• _Work instructions_:
Please report every line in the entries that contains the string "white".
_ _ _
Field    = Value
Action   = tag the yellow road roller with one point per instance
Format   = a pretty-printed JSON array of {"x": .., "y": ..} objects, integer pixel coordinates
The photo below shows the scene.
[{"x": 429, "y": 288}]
_ _ _
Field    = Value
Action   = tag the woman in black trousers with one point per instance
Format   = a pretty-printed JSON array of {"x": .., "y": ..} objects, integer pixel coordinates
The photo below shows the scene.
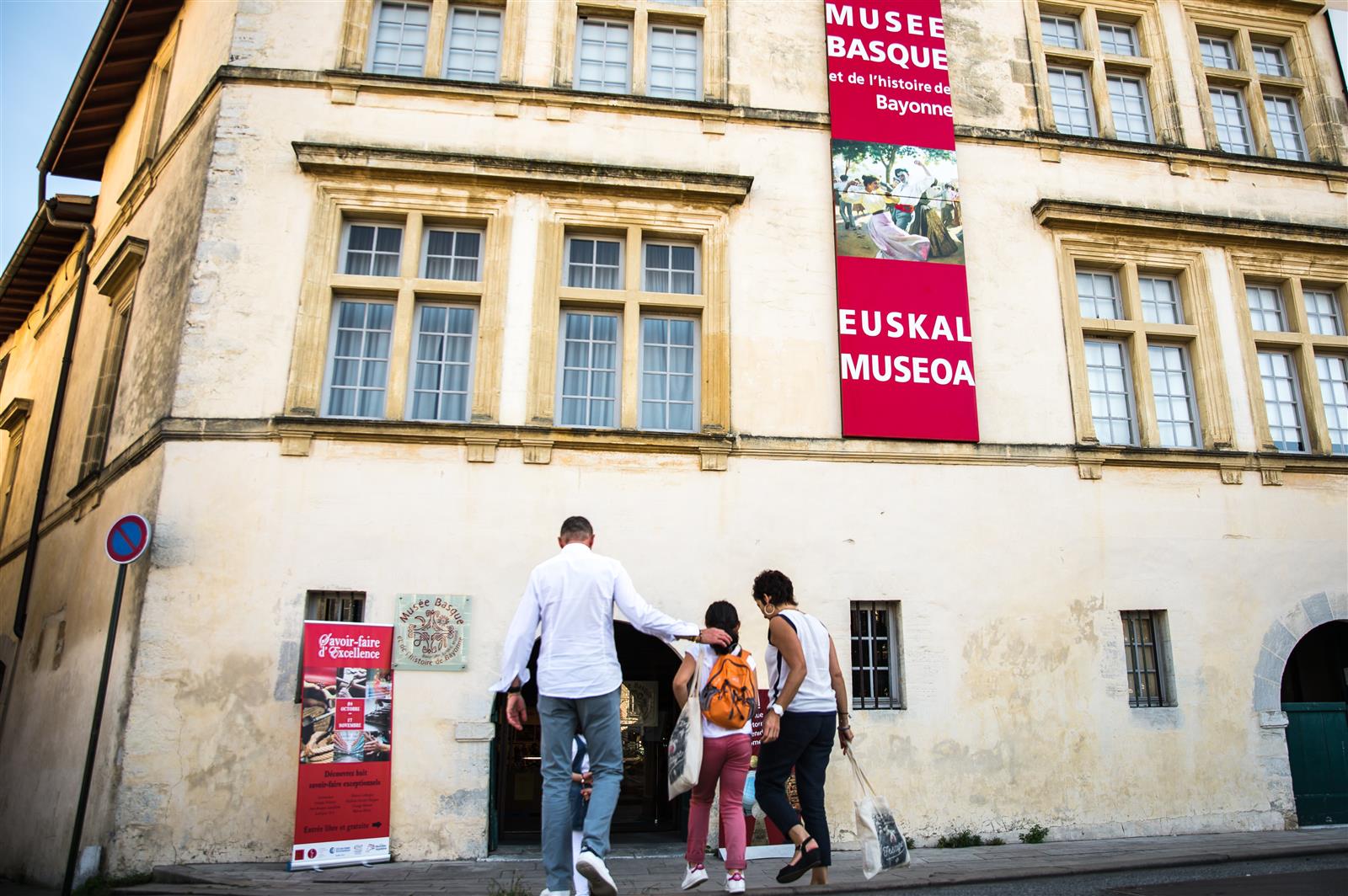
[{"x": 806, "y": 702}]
_ _ _
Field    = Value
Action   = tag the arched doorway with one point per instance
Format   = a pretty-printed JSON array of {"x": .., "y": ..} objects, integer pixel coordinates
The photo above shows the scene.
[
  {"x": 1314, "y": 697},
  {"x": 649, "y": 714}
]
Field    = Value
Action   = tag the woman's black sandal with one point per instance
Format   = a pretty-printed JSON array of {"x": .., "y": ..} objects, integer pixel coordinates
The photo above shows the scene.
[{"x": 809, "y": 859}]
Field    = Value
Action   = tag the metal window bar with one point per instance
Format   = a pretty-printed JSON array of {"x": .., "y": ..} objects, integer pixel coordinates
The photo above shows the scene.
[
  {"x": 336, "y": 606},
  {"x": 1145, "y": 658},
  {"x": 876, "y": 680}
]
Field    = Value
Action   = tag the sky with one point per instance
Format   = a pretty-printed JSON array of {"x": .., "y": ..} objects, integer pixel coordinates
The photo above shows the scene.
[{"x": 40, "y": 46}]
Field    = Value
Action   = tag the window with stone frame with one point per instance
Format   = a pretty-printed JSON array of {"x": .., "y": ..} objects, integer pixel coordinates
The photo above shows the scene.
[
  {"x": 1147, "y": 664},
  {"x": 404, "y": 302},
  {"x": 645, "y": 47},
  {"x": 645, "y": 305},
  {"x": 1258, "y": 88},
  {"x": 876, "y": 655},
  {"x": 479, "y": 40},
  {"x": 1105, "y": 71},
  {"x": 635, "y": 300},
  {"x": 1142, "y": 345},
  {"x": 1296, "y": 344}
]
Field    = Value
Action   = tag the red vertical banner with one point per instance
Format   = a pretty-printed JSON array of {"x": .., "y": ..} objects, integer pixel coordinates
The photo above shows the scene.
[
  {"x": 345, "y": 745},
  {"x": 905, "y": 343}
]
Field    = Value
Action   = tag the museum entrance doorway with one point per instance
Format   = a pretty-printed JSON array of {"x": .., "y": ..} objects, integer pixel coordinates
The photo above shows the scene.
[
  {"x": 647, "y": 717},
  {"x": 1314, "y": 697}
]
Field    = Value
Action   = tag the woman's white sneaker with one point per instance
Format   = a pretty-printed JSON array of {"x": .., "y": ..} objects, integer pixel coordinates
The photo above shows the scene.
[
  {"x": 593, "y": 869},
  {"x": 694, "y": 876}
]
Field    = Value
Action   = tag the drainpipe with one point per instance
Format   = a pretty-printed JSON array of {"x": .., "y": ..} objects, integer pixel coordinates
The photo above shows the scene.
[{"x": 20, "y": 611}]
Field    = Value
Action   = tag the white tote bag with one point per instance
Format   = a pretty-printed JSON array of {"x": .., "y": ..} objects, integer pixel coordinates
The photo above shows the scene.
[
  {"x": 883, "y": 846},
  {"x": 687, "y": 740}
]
_ _ _
• _Task solution_:
Action   = tag the woman's white sneaker with one point per instance
Action   = tag the white tote bag with one point per instance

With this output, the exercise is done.